● REQUIRED WORK
Set down, word for word, every line of the listing below, starting with the one that contains "Would you be able to locate the house" and ending with the final line. Include nothing else.

(DATA TO USE)

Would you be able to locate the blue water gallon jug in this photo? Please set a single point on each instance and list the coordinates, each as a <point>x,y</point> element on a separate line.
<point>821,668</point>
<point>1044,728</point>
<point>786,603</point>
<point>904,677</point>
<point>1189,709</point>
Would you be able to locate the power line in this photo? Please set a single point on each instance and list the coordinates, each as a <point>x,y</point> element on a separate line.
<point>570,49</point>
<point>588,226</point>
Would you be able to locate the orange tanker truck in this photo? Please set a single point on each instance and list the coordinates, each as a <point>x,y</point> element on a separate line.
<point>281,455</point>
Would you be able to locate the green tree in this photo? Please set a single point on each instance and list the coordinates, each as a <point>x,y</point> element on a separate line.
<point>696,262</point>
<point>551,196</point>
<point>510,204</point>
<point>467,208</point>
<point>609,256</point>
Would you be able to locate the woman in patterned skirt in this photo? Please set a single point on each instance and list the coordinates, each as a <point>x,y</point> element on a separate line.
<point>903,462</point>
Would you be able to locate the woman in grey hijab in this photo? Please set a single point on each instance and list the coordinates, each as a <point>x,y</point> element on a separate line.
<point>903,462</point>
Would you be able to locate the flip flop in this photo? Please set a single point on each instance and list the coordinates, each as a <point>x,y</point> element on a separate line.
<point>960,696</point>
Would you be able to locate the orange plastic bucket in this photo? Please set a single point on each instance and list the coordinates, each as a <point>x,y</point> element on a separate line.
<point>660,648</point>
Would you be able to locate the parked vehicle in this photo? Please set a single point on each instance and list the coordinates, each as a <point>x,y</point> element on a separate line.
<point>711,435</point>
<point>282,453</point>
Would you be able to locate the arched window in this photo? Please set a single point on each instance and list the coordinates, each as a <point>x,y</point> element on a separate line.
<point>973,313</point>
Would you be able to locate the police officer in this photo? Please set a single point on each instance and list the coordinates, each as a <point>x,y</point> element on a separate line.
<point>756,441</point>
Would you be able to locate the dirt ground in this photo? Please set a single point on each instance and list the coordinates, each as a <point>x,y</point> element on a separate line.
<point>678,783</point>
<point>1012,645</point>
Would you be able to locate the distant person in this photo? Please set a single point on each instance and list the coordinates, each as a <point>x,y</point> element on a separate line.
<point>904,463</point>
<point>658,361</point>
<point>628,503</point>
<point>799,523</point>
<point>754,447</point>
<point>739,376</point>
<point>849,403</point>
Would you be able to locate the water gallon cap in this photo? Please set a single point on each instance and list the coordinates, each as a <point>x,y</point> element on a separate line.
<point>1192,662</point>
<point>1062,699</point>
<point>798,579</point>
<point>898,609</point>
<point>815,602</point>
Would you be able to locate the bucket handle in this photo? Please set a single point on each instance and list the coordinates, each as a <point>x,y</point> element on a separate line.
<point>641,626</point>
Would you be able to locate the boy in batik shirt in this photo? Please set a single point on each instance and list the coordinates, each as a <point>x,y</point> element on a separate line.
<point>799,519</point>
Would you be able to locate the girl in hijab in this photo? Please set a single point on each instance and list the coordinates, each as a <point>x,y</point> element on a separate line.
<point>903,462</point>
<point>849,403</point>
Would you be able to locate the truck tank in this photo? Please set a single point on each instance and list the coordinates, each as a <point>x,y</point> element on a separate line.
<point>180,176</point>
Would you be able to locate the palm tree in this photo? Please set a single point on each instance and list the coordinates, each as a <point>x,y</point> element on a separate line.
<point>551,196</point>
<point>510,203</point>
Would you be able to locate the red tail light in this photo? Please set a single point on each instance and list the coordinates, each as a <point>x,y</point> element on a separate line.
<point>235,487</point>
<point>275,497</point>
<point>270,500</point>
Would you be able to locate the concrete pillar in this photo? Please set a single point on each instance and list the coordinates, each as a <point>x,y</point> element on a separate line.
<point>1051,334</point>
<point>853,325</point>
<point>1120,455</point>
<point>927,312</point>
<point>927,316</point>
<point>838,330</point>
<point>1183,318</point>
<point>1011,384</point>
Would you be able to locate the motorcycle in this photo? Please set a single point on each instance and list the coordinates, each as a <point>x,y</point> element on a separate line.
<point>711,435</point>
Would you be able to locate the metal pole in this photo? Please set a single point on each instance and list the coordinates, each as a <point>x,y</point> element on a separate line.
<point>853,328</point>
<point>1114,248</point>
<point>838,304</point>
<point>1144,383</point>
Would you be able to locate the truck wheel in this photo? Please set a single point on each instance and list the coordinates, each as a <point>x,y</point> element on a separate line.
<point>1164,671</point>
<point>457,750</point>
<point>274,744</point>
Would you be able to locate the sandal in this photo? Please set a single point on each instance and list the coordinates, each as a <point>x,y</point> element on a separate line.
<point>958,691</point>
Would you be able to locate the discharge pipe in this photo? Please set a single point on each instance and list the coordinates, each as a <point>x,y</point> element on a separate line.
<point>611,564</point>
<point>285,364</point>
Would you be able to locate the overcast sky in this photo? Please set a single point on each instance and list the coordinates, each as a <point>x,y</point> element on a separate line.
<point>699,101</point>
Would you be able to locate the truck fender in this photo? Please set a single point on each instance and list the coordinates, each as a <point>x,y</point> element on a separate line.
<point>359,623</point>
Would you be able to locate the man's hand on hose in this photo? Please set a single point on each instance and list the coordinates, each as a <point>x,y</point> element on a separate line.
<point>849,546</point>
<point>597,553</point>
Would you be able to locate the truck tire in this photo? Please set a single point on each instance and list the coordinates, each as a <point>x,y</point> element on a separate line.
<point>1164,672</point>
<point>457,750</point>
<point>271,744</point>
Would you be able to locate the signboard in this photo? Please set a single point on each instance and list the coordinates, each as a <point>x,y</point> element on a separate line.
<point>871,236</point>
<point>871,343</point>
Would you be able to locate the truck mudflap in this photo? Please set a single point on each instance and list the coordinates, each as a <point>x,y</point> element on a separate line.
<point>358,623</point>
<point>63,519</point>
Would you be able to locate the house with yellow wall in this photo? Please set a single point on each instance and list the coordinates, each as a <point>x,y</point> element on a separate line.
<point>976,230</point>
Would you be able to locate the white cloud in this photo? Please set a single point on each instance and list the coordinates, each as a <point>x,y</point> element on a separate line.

(End DATA TO USE)

● TASK OUTPUT
Would you be able to locate the house with yellow wall in this photo? Please set a single point on each instance and list the coordinates, each as a <point>x,y</point> element on a separate line.
<point>976,230</point>
Would you be able to locate the white cloud in this photo? Please set a single point on each instance and list the coordinates, each as a <point>x,y</point> element on a separate line.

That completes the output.